__Problem requirements__.
Your task is to copy every record exactly.

__Provided information__.
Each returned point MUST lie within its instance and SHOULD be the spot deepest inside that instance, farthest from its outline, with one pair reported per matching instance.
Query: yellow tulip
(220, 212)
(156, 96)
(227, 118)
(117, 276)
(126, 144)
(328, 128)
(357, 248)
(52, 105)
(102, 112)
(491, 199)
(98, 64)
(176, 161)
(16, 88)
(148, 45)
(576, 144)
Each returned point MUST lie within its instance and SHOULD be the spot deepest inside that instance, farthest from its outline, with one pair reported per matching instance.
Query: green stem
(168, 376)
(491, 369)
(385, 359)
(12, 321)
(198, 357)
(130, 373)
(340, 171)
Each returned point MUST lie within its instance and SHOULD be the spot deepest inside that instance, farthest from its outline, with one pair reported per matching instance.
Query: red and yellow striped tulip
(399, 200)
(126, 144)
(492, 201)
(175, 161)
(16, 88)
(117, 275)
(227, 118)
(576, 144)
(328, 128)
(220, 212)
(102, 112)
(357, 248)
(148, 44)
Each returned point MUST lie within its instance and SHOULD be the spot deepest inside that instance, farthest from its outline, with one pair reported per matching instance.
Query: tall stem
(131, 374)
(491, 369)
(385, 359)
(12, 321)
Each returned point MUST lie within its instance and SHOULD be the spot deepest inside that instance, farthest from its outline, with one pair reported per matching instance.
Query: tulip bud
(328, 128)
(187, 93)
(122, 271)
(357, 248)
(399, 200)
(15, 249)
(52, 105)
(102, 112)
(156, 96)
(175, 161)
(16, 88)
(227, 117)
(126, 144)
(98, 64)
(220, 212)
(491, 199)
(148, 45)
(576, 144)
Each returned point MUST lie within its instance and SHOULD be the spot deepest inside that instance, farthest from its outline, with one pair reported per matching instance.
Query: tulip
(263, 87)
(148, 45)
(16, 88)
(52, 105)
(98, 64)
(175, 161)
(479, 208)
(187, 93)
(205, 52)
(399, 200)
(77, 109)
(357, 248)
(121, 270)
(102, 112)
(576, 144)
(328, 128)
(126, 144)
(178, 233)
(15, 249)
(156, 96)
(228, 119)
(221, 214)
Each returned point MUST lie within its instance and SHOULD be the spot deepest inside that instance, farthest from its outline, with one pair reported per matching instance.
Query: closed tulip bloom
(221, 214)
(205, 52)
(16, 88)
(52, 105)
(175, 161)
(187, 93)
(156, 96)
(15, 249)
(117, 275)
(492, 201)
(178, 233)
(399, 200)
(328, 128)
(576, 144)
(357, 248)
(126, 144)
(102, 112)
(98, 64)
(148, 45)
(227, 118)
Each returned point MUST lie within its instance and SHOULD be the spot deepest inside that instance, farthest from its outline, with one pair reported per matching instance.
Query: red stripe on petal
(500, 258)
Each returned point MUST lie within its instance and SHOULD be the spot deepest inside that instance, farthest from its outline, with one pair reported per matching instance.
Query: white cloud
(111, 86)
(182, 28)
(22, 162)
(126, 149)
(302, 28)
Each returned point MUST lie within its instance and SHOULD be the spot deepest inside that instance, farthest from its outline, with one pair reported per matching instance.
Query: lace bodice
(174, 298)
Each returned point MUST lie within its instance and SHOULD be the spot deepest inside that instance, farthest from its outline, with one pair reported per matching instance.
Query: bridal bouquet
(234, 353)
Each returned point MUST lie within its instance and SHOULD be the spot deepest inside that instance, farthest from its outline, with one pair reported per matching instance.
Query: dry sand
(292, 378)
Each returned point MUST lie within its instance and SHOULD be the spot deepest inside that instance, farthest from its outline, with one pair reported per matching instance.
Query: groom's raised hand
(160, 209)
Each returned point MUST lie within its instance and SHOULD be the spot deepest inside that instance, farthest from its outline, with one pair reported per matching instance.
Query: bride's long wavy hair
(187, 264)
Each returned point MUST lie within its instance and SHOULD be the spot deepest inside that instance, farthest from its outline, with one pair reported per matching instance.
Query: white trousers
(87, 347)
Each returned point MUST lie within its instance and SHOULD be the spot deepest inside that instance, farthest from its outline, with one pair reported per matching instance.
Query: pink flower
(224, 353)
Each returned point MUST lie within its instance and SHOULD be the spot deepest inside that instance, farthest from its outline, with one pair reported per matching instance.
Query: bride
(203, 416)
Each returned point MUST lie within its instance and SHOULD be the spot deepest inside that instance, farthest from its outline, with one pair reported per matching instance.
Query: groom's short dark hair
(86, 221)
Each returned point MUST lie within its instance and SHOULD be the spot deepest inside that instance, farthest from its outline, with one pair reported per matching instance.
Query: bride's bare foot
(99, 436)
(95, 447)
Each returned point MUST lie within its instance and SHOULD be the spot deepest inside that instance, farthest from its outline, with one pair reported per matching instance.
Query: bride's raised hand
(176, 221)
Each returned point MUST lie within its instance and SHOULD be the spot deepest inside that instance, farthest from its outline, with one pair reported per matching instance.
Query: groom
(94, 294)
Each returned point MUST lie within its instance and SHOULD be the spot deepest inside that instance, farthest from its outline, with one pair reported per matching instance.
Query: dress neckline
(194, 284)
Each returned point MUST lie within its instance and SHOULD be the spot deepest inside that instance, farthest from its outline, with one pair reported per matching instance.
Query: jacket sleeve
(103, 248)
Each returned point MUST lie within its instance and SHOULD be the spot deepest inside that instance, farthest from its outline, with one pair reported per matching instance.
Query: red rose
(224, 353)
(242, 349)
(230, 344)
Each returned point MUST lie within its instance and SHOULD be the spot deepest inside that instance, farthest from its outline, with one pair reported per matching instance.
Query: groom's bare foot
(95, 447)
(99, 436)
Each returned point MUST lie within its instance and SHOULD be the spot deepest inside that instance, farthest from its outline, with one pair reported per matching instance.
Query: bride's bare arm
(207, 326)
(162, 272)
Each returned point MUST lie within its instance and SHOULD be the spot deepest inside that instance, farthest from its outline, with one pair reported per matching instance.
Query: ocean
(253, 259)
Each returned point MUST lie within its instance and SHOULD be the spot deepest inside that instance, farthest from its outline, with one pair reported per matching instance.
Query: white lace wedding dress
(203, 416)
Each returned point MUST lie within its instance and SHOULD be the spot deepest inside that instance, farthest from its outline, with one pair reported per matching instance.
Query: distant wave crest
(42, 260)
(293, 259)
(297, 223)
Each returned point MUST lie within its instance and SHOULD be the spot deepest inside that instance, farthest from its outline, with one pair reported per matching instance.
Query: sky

__Solution to the problem__.
Each returned point MUST lie within its instance and SHOULD be the spot deepest inside that instance, farthest from its outline, with one pair reported per matching instance.
Query: yellow tulip
(220, 212)
(156, 96)
(227, 118)
(117, 276)
(126, 144)
(328, 128)
(357, 248)
(52, 105)
(102, 112)
(491, 199)
(98, 64)
(176, 161)
(16, 88)
(148, 45)
(576, 144)
Each returned point MUST lie within its instance and SHOULD be the spot deepest inside that instance, farthest from its outline, with one pair reported per matching instance.
Query: green stem
(168, 376)
(491, 369)
(385, 359)
(12, 321)
(198, 357)
(130, 373)
(340, 171)
Each returned point MUST lie within its instance and SHOULD be the spot deepest inside that instance, farthest from its outline, with one pair reported per matching instance.
Query: red and yellow striped tulip
(399, 200)
(126, 144)
(492, 201)
(175, 161)
(16, 88)
(117, 275)
(227, 118)
(576, 144)
(328, 128)
(220, 212)
(102, 112)
(357, 248)
(148, 44)
Each returned point MUST lie within its instance and SHOULD be the spot deepest inside that instance, farthest from its outline, with one pair reported per matching instance.
Query: tall stem
(131, 374)
(491, 369)
(385, 359)
(12, 321)
Each returned point MUST lie within its instance and SHOULD be the spot deepest inside that instance, farthest from its outline, with one pair reported per matching instance.
Query: tulip bud
(328, 128)
(187, 93)
(122, 271)
(357, 248)
(399, 200)
(15, 249)
(52, 105)
(102, 112)
(156, 96)
(175, 161)
(16, 88)
(227, 117)
(126, 144)
(98, 64)
(220, 212)
(491, 199)
(148, 45)
(576, 144)
Each returned point MUST lie within its instance and SHOULD be the spot deepest inside that instance, farthest from its outline, with one pair reported per matching instance.
Query: tulip
(263, 87)
(148, 45)
(16, 88)
(52, 105)
(98, 64)
(175, 161)
(479, 208)
(187, 93)
(205, 52)
(399, 200)
(77, 109)
(357, 248)
(121, 270)
(102, 112)
(576, 144)
(328, 128)
(126, 144)
(178, 233)
(15, 249)
(156, 96)
(228, 119)
(221, 214)
Each returned point MUST lie within its instance and SHOULD be the spot deepest inside that instance, farthest from its outline, with one pair reported per matching instance.
Query: closed tulip bloom
(221, 214)
(205, 52)
(16, 88)
(52, 105)
(175, 161)
(187, 93)
(156, 96)
(15, 249)
(117, 275)
(492, 201)
(178, 233)
(399, 200)
(328, 128)
(576, 144)
(357, 248)
(126, 144)
(102, 112)
(98, 64)
(148, 45)
(227, 118)
Each returned point MUST lie within its instance and SHOULD be the spot deepest inside that instance, farthest from its outline, with one pair reported per matching instance.
Query: red stripe on petal
(500, 258)
Each returned point MUST lie within its instance and SHOULD be the spot deepest inside that instance, farthest from its outline, with one pair reported per matching instance.
Query: white cloud
(111, 86)
(182, 28)
(22, 162)
(126, 149)
(302, 28)
Each returned point MUST lie within its instance and SHOULD be the spot deepest inside that instance, farthest from its outline, with one pair reported per matching instance.
Query: lace bodice
(174, 298)
Each returned point MUST lie within its instance and SHOULD be the spot deepest inside that instance, farthest from its outline, with one pair reported per matching instance.
Query: bridal bouquet
(234, 353)
Each returned point MUST lie within its instance and SHOULD be the spot deepest inside that instance, farthest from its outline, with one pair reported per matching instance.
Query: dry sand
(292, 378)
Each returned point MUST lie within its instance and SHOULD be the spot deepest inside that instance, farthest from its outline, with one pair reported per matching instance.
Query: groom's raised hand
(160, 209)
Each returned point MUST lie within its instance and SHOULD be the spot deepest inside that instance, farthest from its outline, with one pair reported per matching instance.
Query: bride's long wavy hair
(187, 264)
Each returned point MUST lie within its instance and SHOULD be the spot deepest inside that instance, farthest from its outline, with one pair reported per matching instance.
Query: white trousers
(87, 347)
Each returned point MUST lie within its instance and SHOULD be the spot deepest inside that instance, farthest from its outline, with one pair reported per matching instance.
Query: pink flower
(224, 353)
Each returned point MUST lie within its instance and SHOULD be the spot deepest inside that instance, farthest from its outline, with one pair reported per matching instance.
Query: bride
(203, 416)
Each returned point MUST lie within its instance and SHOULD be the spot deepest inside that instance, farthest from its outline, with one pair reported per matching instance.
Query: groom's short dark hair
(86, 221)
Each returned point MUST lie within its instance and SHOULD be the spot deepest inside that instance, farthest from its outline, with one pair reported per matching instance.
Query: bride's bare foot
(99, 436)
(95, 447)
Each returned point MUST lie within its instance and SHOULD be the spot deepest inside that instance, farthest from its outline, with one pair reported per matching instance.
Query: bride's raised hand
(176, 221)
Each returned point MUST lie within its instance and SHOULD be the spot deepest inside that instance, farthest from its outline, with one pair reported per matching instance.
Query: groom
(94, 294)
Each returned point MUST lie within its instance and SHOULD be the spot deepest inside that instance, farthest from its outline, with one pair reported per matching instance.
Query: dress neckline
(194, 284)
Each returned point MUST lie within its instance and SHOULD be the spot deepest inside that instance, farthest from its outline, with one pair reported per matching instance.
Query: jacket sleeve
(103, 248)
Each returned point MUST lie within its instance and SHOULD be the spot deepest inside that instance, farthest from its outline, with one pair reported per matching instance.
Query: red rose
(224, 353)
(242, 349)
(230, 344)
Each returned point MUST lie within its instance and SHOULD be the spot deepest inside that instance, farthest from its outline, with one pair reported per matching instance.
Query: groom's bare foot
(95, 447)
(99, 436)
Each returned point MUST lie within its instance and SHOULD be the spot deepest inside that instance, farthest from its outline, with one pair reported per matching instance.
Query: bride's bare arm
(207, 326)
(162, 272)
Each returned point MUST lie within its instance and SHOULD be the spot deepest inside that instance, farthest from its outline, with one pair reported per matching instance.
Query: ocean
(253, 259)
Each returned point MUST lie within its instance and SHOULD be the spot deepest inside that instance, farthest from its outline, with one pair reported per matching instance.
Query: white lace wedding dress
(203, 416)
Each returned point MUST lie within its instance and SHOULD be the spot deepest inside that instance, farthest from its outline, with one pair reported per matching instance.
Query: distant wave crest
(42, 260)
(293, 259)
(297, 223)
Each returned point MUST lie within its instance and SHOULD be the spot deepest inside that instance, farthest from its outline, with one pair reported per matching instance.
Query: sky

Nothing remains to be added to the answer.